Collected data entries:

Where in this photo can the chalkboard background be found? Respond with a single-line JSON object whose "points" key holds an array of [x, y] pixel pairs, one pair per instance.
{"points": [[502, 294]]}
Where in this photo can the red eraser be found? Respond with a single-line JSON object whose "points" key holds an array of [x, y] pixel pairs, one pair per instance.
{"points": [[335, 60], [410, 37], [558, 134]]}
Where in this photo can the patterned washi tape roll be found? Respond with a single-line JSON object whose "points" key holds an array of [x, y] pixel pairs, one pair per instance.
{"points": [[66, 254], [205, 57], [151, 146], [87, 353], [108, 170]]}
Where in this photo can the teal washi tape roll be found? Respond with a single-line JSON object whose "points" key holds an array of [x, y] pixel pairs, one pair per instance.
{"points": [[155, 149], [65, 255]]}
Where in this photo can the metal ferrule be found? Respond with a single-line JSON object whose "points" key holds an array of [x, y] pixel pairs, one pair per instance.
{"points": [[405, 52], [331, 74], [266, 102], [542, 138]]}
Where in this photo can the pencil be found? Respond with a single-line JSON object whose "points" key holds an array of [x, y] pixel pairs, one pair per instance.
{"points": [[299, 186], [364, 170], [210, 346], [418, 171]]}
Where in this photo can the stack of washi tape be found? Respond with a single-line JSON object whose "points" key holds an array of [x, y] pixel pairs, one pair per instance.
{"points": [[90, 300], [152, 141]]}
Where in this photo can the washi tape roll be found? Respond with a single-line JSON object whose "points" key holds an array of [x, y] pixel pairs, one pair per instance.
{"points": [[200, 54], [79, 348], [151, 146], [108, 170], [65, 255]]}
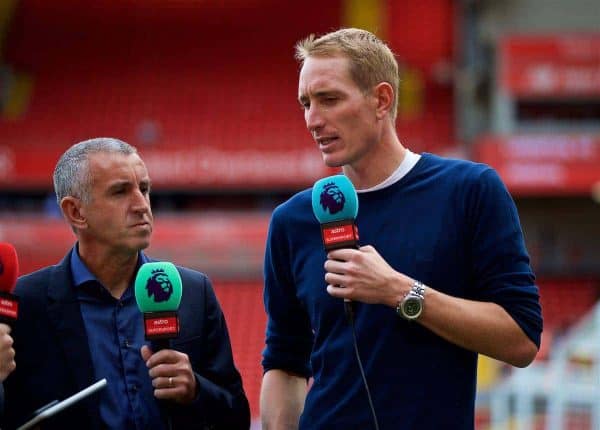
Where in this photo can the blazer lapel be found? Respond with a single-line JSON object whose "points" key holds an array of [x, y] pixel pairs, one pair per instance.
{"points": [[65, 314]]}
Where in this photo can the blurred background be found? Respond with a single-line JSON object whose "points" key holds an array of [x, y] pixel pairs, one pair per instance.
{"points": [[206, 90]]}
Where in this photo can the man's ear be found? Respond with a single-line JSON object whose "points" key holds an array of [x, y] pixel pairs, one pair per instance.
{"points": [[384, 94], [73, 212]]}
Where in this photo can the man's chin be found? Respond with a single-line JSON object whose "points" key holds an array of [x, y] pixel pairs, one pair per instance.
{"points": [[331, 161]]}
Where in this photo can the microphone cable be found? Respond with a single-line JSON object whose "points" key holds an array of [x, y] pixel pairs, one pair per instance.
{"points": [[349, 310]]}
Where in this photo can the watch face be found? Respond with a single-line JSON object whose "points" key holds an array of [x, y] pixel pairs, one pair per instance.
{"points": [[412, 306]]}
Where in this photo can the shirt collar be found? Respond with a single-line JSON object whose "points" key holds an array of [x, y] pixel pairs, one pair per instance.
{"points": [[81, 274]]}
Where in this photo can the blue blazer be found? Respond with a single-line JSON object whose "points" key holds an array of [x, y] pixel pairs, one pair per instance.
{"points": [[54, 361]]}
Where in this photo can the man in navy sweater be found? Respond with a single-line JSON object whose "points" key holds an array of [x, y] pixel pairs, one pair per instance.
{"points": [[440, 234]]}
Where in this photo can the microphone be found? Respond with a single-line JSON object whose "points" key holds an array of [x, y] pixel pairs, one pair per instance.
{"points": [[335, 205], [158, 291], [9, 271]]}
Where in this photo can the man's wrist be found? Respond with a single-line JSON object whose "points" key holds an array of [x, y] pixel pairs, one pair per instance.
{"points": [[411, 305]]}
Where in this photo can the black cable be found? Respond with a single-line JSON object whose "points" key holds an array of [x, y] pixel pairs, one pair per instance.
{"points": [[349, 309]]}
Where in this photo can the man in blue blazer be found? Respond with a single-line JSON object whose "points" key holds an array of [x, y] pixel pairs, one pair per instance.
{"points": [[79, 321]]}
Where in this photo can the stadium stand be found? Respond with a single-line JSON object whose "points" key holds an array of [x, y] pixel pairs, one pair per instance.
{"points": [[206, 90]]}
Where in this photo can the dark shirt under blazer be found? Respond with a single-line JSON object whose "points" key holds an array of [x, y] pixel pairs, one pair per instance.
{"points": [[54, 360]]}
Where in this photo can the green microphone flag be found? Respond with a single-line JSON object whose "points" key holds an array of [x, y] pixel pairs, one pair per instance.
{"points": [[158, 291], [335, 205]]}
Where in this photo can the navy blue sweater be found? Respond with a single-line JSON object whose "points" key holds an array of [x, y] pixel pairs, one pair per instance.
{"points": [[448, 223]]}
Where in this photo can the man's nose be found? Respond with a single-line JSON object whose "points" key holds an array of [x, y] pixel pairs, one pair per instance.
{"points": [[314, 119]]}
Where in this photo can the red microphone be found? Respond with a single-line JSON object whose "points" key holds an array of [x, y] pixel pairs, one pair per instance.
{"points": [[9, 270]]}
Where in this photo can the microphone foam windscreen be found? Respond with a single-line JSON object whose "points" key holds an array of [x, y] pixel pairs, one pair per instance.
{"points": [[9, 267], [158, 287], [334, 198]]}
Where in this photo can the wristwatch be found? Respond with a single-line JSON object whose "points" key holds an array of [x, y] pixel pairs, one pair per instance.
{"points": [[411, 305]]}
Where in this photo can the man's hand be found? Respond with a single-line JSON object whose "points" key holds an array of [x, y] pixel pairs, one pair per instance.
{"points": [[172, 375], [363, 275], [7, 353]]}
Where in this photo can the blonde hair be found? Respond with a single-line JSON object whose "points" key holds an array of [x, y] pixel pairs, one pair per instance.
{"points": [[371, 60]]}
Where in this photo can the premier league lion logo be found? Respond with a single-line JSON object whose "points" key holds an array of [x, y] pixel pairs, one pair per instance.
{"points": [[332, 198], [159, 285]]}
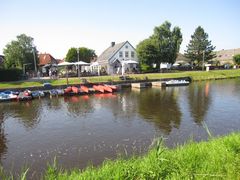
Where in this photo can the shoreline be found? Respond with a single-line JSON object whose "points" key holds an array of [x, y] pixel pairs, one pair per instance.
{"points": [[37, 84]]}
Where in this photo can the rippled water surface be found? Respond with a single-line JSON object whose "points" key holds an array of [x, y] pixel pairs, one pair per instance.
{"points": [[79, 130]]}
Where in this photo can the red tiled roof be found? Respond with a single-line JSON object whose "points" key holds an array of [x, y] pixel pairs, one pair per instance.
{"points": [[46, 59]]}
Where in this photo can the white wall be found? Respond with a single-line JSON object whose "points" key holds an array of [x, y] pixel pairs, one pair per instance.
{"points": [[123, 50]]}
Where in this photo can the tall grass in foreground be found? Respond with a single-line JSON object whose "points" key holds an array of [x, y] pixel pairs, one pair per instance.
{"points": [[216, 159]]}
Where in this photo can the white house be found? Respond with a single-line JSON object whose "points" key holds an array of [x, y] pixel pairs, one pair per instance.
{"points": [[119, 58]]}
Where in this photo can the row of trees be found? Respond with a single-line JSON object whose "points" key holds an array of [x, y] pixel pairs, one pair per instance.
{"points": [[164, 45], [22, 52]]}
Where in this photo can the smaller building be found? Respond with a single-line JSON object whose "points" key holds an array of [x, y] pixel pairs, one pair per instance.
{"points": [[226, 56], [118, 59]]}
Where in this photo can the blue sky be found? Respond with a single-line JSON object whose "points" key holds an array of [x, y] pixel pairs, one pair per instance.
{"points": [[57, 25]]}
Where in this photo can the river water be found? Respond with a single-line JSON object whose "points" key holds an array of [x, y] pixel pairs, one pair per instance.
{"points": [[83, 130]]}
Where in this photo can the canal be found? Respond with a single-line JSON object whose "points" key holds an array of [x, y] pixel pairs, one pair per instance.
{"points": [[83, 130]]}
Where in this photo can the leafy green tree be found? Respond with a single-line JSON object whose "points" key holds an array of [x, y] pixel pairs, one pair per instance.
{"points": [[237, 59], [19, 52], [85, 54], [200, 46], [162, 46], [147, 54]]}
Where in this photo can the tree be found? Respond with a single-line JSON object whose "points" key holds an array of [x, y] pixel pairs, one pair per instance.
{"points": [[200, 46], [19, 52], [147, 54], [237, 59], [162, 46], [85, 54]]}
* * *
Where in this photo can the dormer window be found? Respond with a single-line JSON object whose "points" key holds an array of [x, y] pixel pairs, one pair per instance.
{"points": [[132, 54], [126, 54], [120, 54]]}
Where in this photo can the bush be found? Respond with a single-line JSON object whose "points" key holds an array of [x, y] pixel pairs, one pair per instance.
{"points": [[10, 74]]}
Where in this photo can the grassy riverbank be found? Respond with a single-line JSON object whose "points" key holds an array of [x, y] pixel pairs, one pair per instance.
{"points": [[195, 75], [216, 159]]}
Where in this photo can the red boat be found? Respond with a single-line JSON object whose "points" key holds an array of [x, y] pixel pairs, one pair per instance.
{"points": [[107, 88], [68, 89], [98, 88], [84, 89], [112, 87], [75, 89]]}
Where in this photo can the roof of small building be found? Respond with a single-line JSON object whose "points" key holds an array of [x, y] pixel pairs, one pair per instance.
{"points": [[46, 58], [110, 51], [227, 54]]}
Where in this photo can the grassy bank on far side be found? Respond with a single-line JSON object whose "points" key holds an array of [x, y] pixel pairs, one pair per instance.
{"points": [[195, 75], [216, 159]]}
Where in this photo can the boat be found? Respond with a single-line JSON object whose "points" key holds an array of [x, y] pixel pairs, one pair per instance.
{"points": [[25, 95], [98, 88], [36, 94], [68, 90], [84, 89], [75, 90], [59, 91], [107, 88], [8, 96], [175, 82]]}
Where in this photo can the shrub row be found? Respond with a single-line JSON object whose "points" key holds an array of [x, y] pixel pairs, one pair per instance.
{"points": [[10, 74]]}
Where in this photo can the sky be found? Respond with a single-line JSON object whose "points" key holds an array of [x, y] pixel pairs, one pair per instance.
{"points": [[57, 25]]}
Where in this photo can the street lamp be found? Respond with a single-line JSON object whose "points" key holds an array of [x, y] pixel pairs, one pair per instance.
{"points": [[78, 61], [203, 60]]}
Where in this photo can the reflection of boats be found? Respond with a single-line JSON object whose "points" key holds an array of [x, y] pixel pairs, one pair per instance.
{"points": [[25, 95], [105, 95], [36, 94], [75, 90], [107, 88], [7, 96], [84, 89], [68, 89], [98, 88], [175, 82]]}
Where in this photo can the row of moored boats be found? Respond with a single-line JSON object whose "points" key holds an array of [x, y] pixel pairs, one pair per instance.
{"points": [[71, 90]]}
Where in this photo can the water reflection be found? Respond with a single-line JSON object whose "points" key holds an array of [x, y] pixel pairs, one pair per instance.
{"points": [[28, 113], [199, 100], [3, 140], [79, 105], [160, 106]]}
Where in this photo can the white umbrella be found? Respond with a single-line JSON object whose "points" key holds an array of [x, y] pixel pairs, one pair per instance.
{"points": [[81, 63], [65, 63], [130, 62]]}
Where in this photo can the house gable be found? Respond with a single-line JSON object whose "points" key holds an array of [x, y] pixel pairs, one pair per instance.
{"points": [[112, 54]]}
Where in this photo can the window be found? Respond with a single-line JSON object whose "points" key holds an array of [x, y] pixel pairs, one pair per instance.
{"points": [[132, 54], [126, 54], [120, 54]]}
* * *
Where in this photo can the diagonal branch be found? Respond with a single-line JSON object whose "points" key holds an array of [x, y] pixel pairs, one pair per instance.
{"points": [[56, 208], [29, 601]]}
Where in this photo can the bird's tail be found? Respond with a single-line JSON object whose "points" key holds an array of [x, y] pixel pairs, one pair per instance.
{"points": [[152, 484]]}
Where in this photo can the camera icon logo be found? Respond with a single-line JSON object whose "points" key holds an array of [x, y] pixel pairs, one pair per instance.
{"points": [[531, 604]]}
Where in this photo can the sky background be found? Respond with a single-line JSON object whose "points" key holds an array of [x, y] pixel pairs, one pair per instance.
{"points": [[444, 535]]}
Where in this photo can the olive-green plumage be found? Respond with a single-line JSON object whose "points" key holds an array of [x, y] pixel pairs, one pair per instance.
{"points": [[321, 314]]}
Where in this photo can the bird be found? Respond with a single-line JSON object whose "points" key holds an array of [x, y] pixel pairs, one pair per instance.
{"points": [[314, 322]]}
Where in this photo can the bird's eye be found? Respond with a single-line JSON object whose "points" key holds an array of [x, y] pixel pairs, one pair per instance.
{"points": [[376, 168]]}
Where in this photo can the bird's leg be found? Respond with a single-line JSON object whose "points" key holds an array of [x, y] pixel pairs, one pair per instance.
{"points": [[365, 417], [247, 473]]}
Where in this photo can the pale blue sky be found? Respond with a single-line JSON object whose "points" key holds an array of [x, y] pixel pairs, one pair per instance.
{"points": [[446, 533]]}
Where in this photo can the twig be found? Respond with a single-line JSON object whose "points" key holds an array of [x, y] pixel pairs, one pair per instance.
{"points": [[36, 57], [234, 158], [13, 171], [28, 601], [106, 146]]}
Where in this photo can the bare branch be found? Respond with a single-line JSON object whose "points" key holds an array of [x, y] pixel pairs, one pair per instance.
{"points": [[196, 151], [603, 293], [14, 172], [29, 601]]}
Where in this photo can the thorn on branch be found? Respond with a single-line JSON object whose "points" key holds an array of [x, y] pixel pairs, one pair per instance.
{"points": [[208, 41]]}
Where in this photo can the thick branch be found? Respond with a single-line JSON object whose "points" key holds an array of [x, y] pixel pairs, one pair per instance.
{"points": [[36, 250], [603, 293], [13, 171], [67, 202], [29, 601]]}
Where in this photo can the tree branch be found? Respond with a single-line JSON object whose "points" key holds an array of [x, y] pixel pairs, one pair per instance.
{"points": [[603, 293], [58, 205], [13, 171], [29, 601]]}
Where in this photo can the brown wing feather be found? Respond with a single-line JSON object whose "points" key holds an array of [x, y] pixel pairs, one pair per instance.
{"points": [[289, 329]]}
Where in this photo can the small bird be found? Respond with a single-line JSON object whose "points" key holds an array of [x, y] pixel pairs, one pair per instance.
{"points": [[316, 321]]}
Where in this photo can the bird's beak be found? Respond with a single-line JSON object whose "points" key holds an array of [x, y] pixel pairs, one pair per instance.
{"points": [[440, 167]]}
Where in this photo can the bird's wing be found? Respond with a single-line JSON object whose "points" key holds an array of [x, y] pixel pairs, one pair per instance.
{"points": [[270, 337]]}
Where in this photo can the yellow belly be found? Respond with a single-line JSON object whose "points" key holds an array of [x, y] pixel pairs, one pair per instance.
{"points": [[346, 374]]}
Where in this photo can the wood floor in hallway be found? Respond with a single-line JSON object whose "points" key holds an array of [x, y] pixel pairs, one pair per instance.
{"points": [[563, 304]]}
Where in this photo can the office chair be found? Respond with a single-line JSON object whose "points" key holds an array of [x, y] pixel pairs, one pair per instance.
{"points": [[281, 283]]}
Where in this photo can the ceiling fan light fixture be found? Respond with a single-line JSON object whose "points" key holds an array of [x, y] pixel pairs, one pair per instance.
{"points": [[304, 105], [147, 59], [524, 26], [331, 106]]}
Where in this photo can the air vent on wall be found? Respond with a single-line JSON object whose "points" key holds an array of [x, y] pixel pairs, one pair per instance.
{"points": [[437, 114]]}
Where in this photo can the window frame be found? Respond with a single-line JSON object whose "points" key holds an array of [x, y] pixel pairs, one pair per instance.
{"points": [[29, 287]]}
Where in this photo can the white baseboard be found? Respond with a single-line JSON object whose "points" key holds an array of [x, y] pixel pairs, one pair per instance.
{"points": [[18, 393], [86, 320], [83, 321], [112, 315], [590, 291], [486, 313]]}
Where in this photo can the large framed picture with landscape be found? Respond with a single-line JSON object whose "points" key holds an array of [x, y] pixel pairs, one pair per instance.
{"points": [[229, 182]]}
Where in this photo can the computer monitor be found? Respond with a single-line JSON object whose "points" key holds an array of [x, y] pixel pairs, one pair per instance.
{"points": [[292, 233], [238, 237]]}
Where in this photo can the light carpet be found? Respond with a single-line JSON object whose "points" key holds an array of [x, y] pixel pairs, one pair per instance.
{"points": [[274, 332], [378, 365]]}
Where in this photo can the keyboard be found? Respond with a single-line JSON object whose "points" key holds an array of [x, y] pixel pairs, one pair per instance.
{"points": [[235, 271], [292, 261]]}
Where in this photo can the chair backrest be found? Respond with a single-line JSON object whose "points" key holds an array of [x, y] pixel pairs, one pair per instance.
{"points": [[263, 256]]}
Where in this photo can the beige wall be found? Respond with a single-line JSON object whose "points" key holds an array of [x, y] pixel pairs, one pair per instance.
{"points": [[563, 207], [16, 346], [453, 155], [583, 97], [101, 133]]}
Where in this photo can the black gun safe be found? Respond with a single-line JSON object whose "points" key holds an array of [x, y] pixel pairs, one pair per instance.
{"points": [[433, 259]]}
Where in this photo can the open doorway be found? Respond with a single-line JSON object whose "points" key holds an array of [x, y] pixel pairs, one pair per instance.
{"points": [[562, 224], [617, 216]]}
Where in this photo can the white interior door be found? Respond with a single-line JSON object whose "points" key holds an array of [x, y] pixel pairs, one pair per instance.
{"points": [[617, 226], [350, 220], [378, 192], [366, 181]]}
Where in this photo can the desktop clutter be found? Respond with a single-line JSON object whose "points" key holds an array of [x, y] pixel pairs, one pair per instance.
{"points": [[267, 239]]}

DIRECTIONS
Count the lines in the entries above that contain the word "thorn" and give only the number.

TASK OUTPUT
1